> Exercise details: Below, copy the entries exactly, beginning at the line that contains "target | conifer tree" and ending after the line that contains "column in the photo above.". Omit the pictures from your copy.

> Source data:
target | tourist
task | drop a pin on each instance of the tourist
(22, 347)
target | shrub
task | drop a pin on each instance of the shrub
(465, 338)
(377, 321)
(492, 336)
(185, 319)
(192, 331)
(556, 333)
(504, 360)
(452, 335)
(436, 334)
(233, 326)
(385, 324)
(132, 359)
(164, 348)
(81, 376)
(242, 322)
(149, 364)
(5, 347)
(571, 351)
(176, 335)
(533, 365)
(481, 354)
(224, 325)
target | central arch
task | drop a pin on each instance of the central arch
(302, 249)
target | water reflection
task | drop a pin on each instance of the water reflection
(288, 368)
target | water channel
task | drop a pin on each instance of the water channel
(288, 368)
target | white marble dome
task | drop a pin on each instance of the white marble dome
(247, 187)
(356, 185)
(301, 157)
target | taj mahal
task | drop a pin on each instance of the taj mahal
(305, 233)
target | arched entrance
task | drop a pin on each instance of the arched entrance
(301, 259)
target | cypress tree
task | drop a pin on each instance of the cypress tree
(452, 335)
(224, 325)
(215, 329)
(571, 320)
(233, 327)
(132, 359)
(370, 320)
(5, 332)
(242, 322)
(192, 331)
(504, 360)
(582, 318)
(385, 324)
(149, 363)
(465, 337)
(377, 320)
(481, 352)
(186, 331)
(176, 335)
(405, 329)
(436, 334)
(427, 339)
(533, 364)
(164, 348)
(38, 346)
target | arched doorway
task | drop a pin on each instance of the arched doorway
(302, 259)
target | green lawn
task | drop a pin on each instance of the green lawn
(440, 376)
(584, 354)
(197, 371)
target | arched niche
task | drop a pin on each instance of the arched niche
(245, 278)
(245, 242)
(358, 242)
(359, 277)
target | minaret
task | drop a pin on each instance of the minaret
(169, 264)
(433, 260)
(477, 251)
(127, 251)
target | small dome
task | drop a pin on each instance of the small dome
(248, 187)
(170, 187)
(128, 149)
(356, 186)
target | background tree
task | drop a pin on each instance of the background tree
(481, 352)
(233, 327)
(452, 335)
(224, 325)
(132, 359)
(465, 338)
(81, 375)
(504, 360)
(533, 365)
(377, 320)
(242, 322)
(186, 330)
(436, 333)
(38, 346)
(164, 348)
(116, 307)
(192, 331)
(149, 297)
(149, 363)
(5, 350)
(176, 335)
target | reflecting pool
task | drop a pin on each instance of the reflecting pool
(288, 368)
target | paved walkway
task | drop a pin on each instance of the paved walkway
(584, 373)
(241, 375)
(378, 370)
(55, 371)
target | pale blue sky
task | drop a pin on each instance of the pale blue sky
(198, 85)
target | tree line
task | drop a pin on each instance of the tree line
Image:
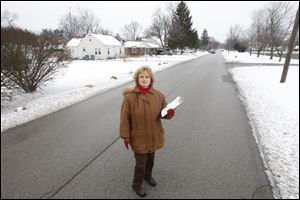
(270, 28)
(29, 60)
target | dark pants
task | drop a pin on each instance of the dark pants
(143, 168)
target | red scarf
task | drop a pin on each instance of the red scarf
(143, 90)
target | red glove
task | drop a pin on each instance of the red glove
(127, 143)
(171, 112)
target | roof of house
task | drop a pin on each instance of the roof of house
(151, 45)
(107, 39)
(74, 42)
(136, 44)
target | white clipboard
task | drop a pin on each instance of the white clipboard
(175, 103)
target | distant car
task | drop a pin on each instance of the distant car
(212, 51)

...

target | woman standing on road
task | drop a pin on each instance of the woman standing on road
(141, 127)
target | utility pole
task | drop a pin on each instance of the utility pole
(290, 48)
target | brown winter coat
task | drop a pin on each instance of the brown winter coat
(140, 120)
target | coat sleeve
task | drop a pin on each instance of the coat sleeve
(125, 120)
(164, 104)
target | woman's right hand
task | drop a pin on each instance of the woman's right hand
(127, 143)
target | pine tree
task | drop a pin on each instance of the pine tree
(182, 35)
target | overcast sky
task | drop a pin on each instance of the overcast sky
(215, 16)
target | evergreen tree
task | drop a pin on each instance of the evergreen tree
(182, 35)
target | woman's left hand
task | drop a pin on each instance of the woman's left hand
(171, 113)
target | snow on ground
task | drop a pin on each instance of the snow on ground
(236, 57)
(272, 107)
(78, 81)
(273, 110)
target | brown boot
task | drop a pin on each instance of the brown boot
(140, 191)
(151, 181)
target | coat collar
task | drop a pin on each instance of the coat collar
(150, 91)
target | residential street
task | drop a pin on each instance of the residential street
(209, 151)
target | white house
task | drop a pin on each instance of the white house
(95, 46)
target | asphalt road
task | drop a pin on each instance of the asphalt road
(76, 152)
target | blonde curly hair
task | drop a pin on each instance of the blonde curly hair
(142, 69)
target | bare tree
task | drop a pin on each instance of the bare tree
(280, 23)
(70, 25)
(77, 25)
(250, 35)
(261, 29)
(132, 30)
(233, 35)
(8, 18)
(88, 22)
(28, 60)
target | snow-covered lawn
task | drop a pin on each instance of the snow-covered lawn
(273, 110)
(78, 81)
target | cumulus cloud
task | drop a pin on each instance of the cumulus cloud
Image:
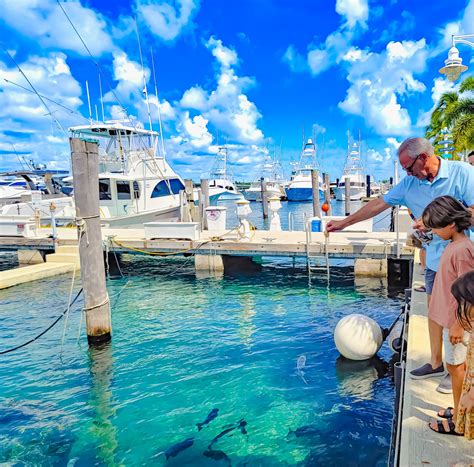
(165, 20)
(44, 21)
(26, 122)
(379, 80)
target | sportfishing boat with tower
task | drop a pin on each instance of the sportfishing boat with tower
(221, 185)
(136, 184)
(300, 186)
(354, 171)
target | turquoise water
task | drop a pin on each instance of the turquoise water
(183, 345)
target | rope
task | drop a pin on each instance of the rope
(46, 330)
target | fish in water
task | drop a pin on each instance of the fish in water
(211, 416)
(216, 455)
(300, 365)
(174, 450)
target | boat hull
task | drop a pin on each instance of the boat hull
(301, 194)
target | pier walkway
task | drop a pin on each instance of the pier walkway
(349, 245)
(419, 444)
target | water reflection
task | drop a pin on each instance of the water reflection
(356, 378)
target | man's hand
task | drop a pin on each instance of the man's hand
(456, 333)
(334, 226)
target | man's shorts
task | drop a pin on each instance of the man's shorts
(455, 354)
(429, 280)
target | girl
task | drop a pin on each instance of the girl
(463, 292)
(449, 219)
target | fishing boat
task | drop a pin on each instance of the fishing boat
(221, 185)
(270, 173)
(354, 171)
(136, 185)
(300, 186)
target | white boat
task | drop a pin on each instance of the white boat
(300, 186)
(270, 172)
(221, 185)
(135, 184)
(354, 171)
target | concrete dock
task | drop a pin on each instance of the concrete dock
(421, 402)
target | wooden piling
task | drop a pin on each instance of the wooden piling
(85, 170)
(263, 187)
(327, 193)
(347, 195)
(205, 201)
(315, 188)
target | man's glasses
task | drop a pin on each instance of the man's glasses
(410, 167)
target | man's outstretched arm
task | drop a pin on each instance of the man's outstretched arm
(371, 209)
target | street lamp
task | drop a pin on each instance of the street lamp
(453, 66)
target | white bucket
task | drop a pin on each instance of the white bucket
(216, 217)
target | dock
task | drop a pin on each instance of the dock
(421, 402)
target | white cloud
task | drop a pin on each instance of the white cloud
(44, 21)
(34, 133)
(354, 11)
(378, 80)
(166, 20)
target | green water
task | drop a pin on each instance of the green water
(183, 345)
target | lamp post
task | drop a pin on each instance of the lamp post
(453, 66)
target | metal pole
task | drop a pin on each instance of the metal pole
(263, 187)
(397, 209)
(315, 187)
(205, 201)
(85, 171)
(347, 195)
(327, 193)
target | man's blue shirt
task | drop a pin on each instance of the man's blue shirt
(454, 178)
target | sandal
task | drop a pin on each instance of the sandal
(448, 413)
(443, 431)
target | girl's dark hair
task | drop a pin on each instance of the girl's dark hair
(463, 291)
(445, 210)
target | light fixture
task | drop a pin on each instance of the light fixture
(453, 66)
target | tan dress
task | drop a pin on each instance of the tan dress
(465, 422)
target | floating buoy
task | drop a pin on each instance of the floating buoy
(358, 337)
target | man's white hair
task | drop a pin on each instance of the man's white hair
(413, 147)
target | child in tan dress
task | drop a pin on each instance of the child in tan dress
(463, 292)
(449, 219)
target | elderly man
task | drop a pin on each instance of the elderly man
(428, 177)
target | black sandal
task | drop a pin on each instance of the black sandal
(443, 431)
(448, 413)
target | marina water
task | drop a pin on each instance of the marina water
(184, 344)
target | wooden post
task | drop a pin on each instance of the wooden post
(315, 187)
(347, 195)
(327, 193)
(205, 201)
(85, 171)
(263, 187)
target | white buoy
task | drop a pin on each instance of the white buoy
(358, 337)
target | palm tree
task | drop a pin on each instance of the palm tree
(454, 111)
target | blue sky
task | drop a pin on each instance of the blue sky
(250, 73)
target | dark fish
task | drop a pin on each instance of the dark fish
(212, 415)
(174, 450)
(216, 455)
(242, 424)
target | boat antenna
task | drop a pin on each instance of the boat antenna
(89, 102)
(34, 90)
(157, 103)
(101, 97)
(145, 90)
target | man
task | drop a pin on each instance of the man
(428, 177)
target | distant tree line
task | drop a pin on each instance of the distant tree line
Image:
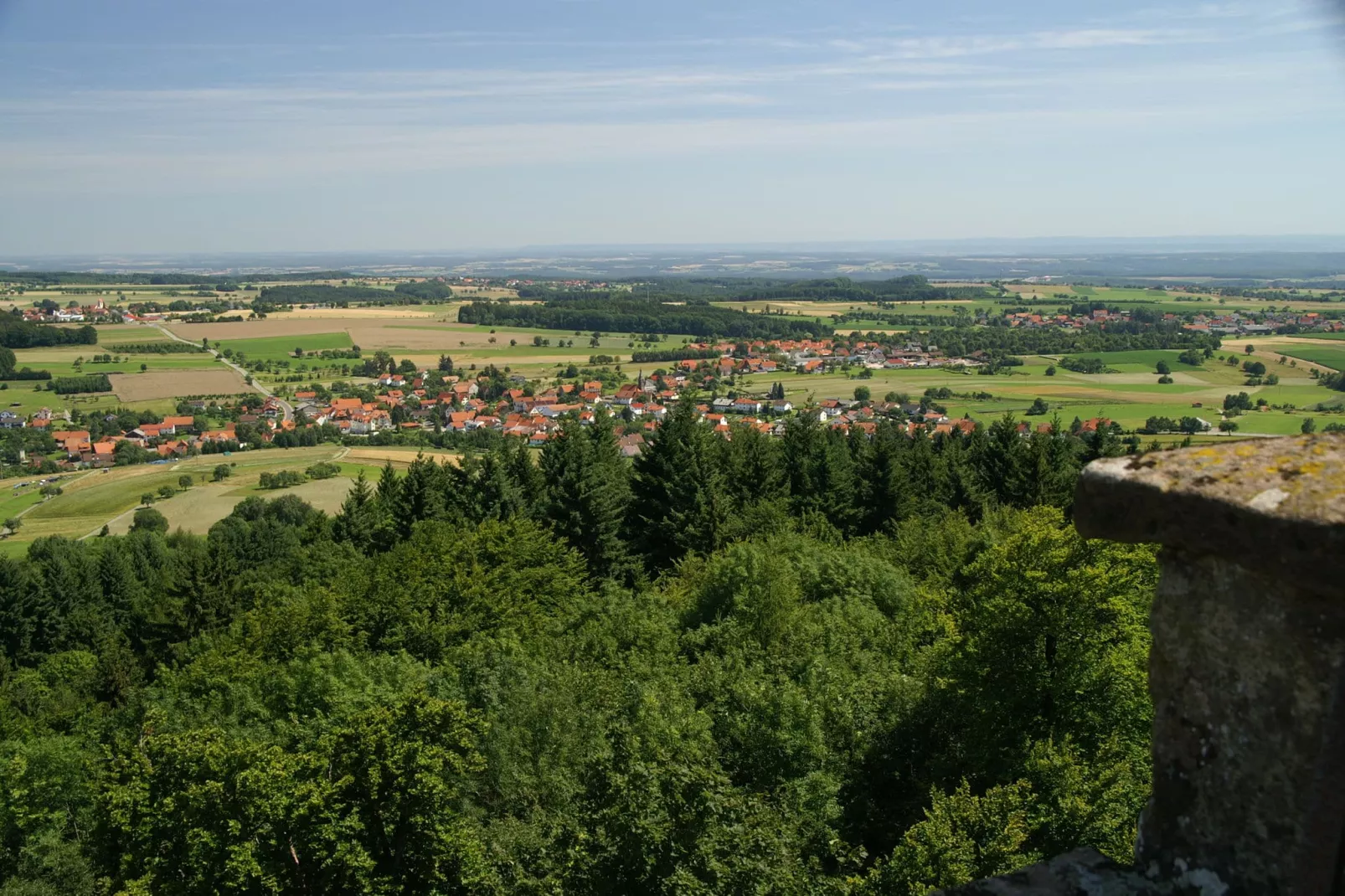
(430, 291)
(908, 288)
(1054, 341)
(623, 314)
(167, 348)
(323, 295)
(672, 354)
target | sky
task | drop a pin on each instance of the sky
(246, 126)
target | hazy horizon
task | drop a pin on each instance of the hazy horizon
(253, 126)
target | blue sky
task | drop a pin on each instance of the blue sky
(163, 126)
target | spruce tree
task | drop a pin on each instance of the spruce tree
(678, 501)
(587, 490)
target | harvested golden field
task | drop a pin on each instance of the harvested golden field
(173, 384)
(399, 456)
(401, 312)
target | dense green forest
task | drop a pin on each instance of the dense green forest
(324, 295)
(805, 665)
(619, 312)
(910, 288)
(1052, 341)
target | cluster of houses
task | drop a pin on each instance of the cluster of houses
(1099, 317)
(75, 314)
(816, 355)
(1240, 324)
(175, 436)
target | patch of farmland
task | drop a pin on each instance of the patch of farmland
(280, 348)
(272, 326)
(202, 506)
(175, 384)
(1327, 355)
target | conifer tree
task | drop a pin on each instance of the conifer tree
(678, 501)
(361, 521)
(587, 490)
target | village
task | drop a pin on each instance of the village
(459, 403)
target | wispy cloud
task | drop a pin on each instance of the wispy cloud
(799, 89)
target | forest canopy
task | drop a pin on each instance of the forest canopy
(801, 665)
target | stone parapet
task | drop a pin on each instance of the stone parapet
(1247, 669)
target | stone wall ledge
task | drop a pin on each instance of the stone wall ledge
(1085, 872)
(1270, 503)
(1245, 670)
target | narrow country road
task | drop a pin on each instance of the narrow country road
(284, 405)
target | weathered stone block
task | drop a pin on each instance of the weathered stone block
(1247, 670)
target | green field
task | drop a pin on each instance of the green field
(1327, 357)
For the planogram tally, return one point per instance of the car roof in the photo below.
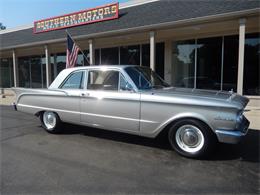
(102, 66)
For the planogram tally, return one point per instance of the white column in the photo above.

--

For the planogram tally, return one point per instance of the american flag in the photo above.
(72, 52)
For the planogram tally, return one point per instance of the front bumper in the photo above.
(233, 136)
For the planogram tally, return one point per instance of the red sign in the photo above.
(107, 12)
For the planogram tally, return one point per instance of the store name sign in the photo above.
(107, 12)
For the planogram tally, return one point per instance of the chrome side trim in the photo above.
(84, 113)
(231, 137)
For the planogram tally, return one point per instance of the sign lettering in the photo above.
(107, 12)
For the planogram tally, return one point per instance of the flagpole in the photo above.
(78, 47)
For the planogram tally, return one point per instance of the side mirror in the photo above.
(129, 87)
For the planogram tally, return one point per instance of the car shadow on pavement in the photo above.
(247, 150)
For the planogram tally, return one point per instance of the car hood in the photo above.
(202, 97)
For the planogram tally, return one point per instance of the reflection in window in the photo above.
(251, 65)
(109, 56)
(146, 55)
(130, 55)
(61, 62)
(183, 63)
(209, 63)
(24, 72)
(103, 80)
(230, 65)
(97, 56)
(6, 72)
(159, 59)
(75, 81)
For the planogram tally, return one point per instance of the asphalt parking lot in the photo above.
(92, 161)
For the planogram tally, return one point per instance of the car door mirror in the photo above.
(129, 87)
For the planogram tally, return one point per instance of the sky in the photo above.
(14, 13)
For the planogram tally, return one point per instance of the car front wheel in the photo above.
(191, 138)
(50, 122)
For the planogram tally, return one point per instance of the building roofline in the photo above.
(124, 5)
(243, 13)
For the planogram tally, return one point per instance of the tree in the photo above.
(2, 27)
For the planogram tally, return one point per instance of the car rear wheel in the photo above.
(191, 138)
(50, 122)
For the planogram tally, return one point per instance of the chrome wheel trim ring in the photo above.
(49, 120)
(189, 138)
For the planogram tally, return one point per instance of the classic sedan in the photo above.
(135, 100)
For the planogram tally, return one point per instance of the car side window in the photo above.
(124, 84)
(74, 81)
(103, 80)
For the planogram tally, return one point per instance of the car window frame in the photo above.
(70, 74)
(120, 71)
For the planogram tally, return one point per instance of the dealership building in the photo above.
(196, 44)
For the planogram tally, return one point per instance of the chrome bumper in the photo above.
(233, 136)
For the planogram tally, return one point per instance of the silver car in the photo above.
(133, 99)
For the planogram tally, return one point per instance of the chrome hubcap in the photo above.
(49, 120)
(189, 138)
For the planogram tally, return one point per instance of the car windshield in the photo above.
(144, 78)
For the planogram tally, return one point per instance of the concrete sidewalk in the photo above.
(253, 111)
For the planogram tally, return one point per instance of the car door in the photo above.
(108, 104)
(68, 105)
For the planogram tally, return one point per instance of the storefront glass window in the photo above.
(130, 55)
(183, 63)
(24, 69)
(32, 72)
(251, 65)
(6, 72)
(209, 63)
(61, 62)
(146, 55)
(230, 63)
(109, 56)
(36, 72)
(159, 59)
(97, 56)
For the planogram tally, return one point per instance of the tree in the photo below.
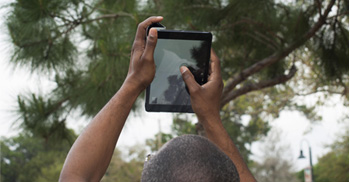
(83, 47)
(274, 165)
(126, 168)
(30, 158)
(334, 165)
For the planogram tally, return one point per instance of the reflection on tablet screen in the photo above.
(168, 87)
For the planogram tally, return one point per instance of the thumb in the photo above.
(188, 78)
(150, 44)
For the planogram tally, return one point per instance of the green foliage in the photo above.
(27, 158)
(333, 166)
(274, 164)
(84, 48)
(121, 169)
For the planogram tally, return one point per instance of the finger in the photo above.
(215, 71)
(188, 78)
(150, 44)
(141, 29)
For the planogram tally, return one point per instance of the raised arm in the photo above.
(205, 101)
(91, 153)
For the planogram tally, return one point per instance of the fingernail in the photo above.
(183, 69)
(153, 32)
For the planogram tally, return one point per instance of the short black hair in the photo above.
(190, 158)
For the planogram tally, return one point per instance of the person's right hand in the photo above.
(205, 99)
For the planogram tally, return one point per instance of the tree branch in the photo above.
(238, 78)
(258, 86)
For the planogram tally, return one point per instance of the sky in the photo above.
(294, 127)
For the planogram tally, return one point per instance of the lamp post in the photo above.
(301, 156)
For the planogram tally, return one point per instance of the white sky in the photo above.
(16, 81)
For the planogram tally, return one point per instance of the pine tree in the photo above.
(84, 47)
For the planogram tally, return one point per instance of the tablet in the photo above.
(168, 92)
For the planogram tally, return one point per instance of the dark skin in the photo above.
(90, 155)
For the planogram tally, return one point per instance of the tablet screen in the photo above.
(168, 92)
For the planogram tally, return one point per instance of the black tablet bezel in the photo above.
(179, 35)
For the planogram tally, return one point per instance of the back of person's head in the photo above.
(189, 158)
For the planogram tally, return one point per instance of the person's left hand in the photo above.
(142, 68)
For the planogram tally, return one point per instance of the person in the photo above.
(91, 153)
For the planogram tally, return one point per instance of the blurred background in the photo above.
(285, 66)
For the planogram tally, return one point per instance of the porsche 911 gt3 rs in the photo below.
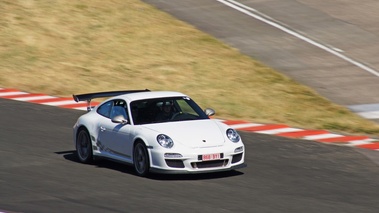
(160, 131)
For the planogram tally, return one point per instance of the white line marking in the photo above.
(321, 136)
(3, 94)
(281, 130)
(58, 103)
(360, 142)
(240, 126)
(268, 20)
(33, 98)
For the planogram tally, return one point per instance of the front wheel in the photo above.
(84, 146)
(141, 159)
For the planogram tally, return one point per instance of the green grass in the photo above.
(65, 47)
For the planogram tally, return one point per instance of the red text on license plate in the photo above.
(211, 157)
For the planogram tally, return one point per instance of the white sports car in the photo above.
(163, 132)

> Solution for this problem:
target | conifer tree
task | drop a pin on each instance of the conifer tree
(678, 501)
(361, 521)
(587, 490)
target | village
task | drop a pin on each instance of the village
(459, 403)
target | wispy cloud
task | drop a pin on each instance of the wispy cloud
(799, 89)
target | forest canopy
task | drop a pin on each instance of the forest canopy
(801, 665)
target | stone parapet
task | drop a pin on each instance of the stone parapet
(1247, 669)
target | stone wall ledge
task | drop a pin on each instance of the stone wall ledge
(1085, 872)
(1270, 503)
(1245, 670)
target | narrow country road
task | drop a pin on each instance of the narrow country road
(284, 405)
target | weathered stone block
task | drop a pin on each instance of the weathered stone block
(1247, 670)
target | green field
task | drop a pin on each instance of the green field
(1327, 357)
For the planogram tally, return one point per instance of the car roof in the photo below.
(102, 66)
For the planogram tally, return one point per instance of the white column in the photo above.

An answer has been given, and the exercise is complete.